[START OF RECORDS FOR THE TASK]
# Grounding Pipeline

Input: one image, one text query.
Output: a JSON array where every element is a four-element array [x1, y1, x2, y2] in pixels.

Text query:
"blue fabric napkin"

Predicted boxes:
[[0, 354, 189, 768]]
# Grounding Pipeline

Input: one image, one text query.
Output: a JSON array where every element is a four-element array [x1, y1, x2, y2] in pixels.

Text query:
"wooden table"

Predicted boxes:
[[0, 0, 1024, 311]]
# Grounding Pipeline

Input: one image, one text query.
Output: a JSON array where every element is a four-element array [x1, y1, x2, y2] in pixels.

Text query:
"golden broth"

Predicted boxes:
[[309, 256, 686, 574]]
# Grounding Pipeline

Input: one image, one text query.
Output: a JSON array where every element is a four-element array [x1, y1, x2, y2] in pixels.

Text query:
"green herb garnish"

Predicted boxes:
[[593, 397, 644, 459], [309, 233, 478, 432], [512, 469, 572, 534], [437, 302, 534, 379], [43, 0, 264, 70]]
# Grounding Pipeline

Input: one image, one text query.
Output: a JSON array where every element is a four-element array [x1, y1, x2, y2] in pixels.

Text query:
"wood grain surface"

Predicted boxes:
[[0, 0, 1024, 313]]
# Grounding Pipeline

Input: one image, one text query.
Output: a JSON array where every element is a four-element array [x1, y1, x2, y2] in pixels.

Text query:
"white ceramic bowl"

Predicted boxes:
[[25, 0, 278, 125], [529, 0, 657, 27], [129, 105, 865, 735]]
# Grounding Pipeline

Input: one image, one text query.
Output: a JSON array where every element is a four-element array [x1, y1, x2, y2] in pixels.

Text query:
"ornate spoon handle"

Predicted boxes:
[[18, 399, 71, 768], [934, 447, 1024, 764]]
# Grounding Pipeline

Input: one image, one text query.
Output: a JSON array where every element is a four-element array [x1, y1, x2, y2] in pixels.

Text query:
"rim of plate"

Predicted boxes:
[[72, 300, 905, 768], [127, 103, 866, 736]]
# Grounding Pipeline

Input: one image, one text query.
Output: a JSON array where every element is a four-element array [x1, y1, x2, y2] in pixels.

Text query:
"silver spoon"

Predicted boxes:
[END OF RECORDS FOR THE TASK]
» WHAT YOU SHOULD DO: Copy every line from the start of the items up to and including the line with "[[0, 0, 1024, 313]]", requests included, and multiply each bounding-box coordinate in the answers by 0.4, rounding to whole numbers with halves rounded up.

» CORRECT OUTPUT:
# Grounding Pipeline

Input: one image, one text query.
Output: a JSON array where every element is a four-element array [x1, y1, x2, y2] in pixels.

Text query:
"blue fabric napkin"

Predicted boxes:
[[0, 142, 76, 307]]
# Grounding Pipeline

Input: one image, one text query.
Output: a JSON array where every element is a four-element array [x1, y1, x2, y2] in pixels.

Text query:
"wooden table"

Predicted boxes:
[[0, 0, 410, 124]]
# Grounding Pipeline

Input: one image, one text query.
Output: a JSON array where every element is a four-element array [x1, y1, x2, y2] in pixels.

Text query:
"golden broth"

Predicted boxes:
[[124, 102, 274, 230]]
# Grounding Pipeline

Input: one image, one text query.
Output: a JSON array where every element is a four-element array [x1, y1, x2, y2] in pixels.

Text query:
"green herb garnish"

Predicted boxes:
[[237, 159, 258, 184], [124, 93, 191, 173], [205, 188, 229, 214], [175, 121, 214, 152], [17, 0, 106, 28]]
# Grounding Pipeline

Input: one image, one text query.
Output: a JSON array where every element is a four-element array [x1, y1, x2, y2] in pixels.

Text query:
"wood grain surface"

Predicted boxes:
[[0, 0, 410, 125]]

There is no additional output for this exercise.